== SOURCE EXTRACT ==
Art reflects culture, it brightens our cities and our lives, it gives us pleasure, and it challenges us to understand the experiences of others. Sometimes the artist is a pretentious twit, sometimes not.
I thought about all of this as I ate at Cherrywood at Residence, not because chef Robbie Noble’s food is particularly artistic, but because the entire foundation of the restaurant, including its location and business model, make a good case that yes, food is art, and should be treated as such by institutions and society more broadly.
The “Residence” part of the moniker is the more permanent factor in the endeavour; Cherrywood is the current occupant of a space that’s meant as an incubator for young chefs looking to test a concept.
Housed in the Ian Potter Museum on the University of Melbourne campus, the restaurant is the brainchild of Nathen Doyle and Cameron Earl, who collectively have a strong background in the neighbourhood (Earl at Carlton Wine Room and Doyle at Heart Attack and Vine, and Sunhands).
The idea is to provide an up-and-coming chef a year to test a concept. Much like an artist-in-residence, the space is meant to give someone the space to create while being supported logistically and economically. (While the exact financials of the project are not public, Doyle and Earl have said there is a profit-sharing element with the resident chefs.)
Not many first-time chef-owners could afford the expansive kitchen or beautiful dining room that’s been built into the foyer of the Potter Museum, the long space making great use of the building’s tall vintage windows. There’s obvious investment in other things that might be unattainable for a young restaurateur, too, like an expansive wine list and a sommelier who knows it back and forth – both things usually reserved for more established operators.
As a preliminary resident, Noble is hardly a shaky gamble. The chef, who is originally from the north of England, has spent time at Michelin-starred Northcote near his home town, at Vue de Monde, and at Paris wine bar Clamato.
He looks to his roots for Cherrywood’s menu. There’s an homage to his mum’s roast chicken in the form of a “tea”: basically a very rich chicken broth poured from a kettle over aromatic tarragon into tiny cups. “I could drink a whole mug of this,” my dining companion said, to which I replied, “yes, and it would cost you $100”. At $10 a shot for the broth, it’s a lovely but very expensive couple of sips.
Devilled eggs come with a luscious smoked trout emulsion, ramping up the dish into something far more luxurious than your usual eggy hors d’oeuvre.
===
== INPUT ==
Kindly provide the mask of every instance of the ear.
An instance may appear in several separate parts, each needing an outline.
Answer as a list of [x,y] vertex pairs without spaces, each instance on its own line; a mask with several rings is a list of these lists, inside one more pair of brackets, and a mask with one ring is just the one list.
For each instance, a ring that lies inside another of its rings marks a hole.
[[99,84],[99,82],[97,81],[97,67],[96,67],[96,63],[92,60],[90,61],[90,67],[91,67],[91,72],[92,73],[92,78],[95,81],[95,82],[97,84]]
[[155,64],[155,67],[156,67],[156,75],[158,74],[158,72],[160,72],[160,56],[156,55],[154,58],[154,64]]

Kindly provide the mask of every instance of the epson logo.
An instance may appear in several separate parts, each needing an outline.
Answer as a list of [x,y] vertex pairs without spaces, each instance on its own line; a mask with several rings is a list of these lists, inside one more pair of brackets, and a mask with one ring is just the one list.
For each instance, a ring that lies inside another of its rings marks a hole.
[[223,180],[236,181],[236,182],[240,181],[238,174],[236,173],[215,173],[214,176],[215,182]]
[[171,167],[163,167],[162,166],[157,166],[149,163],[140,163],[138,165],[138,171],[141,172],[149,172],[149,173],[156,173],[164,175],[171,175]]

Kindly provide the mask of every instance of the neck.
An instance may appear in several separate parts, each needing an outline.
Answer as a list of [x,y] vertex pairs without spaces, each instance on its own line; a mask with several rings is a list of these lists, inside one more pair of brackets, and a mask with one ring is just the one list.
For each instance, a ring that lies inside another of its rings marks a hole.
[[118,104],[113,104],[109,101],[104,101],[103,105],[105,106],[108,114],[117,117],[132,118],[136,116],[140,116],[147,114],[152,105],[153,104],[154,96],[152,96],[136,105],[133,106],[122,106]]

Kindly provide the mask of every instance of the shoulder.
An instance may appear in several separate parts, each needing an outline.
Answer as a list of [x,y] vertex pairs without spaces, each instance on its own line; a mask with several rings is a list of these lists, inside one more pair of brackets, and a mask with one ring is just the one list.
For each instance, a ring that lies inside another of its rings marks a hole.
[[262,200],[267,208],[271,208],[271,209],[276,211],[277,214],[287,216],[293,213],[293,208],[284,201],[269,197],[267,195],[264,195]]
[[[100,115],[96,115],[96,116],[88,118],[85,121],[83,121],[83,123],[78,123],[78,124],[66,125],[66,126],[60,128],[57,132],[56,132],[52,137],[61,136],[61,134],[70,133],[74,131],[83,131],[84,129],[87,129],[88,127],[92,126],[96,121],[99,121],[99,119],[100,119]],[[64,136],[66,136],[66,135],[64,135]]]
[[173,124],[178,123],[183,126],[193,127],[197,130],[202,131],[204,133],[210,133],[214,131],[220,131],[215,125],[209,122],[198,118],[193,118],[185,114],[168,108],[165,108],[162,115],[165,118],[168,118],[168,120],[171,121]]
===
== INPUT ==
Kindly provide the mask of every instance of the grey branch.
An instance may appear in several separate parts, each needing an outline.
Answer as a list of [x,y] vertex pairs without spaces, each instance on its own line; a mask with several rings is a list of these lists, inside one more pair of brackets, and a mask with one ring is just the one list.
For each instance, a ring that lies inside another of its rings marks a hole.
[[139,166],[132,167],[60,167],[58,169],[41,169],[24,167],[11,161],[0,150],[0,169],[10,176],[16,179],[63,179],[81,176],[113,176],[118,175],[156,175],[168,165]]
===
== INPUT ==
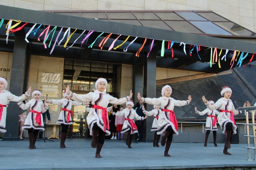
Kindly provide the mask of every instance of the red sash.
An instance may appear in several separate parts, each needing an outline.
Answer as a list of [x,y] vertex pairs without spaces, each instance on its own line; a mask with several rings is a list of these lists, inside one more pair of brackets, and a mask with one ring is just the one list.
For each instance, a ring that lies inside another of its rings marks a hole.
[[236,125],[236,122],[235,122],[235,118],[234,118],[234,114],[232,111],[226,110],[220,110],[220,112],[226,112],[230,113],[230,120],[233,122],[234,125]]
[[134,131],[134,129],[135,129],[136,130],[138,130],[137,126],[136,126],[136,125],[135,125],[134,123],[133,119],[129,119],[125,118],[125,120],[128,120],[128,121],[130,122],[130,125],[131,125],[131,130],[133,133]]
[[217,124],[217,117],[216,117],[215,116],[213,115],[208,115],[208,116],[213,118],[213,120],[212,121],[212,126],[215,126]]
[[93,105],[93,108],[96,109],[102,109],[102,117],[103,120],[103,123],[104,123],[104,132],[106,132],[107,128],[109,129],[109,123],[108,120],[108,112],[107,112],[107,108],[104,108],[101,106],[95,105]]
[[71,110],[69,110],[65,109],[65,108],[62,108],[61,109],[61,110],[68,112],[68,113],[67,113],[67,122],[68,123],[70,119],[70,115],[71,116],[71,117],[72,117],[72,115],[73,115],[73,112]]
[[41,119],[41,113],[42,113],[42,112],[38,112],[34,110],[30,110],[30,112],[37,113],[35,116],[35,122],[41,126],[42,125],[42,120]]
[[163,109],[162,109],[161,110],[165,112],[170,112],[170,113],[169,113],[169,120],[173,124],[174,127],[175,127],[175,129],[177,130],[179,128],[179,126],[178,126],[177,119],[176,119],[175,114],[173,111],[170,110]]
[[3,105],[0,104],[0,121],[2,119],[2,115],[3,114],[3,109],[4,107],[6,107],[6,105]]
===
* GIVEN TASK 1:
Locate every row that contains the word "provide" and copy each of those rows.
* GIVEN TASK 2:
Write the next part of the review of Cherrywood at Residence, picking up right after its last sentence.

* FINAL RESULT 1:
Kindly provide the mask of every instance of the ear.
Kindly provide the mask of every instance of the epson logo.
Kindly provide the mask of every instance of the neck.
Kindly provide the mask of every instance of the shoulder.
Kindly provide the mask of every instance of the grey branch.
Kindly provide the mask of every instance of the red sash.

* FINAL RESULT 2:
There’s a take on New York restaurant Blue Ribbon’s famous dish of bone marrow with oxtail marmalade. There, it’s served as roasted marrow bones with bread and the jammy oxtail on the side; here, you have to order bread separately, and the oxtail is piled on the lengthwise-cut bone, making for a layered effect with the wobbly marrow underneath. It’s a cute presentation, but the marrow does tend to get overwhelmed by its topping.
If we think of British cooking as prodigiously meaty, Noble challenges that notion with a surprisingly vegetarian-friendly menu. A lion’s mane carpaccio is actually a non-meat take on a vitello tonnato, the thin-sliced mushrooms over a tofu cream, the cumin-tinged dish clever and satisfying.
A buckwheat pancake with squash and cheddar doesn’t quite live up to its $32 price tag as a main course, but it works well as an accompaniment for a meatier dish, or in combination with some of the excellent vegetable sides.
But if meat is your thing, there’s plenty of it here. Hanger of beef comes with ox tongue and peppercorn, an overload of richness. Lamb rump is beautifully cooked alongside tangy red cabbage and Jerusalem artichokes roasted to a caramelised slump.
Not many first-time chef-owners could afford the Residence’s expansive kitchen or beautiful dining room.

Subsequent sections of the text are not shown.